== Rows

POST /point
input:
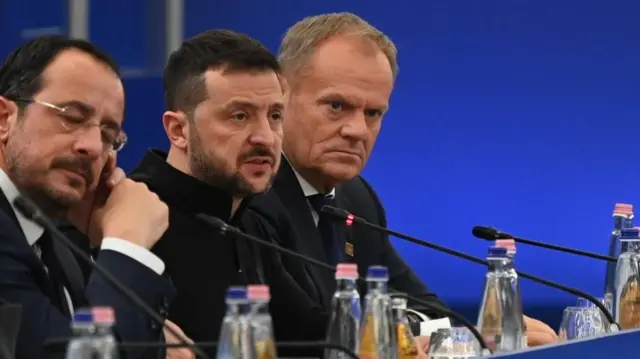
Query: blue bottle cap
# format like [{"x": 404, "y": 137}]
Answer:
[
  {"x": 83, "y": 316},
  {"x": 583, "y": 303},
  {"x": 629, "y": 233},
  {"x": 378, "y": 272},
  {"x": 236, "y": 293},
  {"x": 497, "y": 252}
]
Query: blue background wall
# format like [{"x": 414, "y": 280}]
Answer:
[{"x": 519, "y": 114}]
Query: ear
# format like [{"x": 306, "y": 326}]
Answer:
[
  {"x": 176, "y": 125},
  {"x": 8, "y": 116}
]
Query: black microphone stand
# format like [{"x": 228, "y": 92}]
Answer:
[
  {"x": 344, "y": 215},
  {"x": 226, "y": 229}
]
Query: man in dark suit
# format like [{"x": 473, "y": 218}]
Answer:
[
  {"x": 9, "y": 326},
  {"x": 340, "y": 72},
  {"x": 61, "y": 112},
  {"x": 224, "y": 103}
]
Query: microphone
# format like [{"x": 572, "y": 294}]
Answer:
[
  {"x": 226, "y": 229},
  {"x": 492, "y": 234},
  {"x": 33, "y": 213},
  {"x": 350, "y": 218},
  {"x": 59, "y": 345}
]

====

▶ Written exercise: Print all of the records above again, character for character, but leave the pictures out.

▶ Exercise response:
POST /point
input:
Query: blue bottle cap
# format like [{"x": 404, "y": 137}]
Answer:
[
  {"x": 83, "y": 316},
  {"x": 583, "y": 303},
  {"x": 629, "y": 233},
  {"x": 378, "y": 272},
  {"x": 236, "y": 293},
  {"x": 497, "y": 252}
]
Query: blue background wall
# format like [{"x": 414, "y": 280}]
Answer:
[{"x": 519, "y": 114}]
Query: ear
# format like [{"x": 306, "y": 326}]
Answer:
[
  {"x": 176, "y": 125},
  {"x": 8, "y": 116}
]
Query: black microphone stand
# format like [{"x": 228, "y": 92}]
Answer:
[
  {"x": 344, "y": 215},
  {"x": 226, "y": 229}
]
Query: man in dark suit
# format like [{"x": 473, "y": 218}]
Answer:
[
  {"x": 9, "y": 326},
  {"x": 340, "y": 72},
  {"x": 61, "y": 112},
  {"x": 224, "y": 103}
]
Query: microphone
# format like [{"x": 572, "y": 294}]
Answer:
[
  {"x": 226, "y": 229},
  {"x": 492, "y": 234},
  {"x": 33, "y": 213},
  {"x": 350, "y": 218},
  {"x": 59, "y": 345}
]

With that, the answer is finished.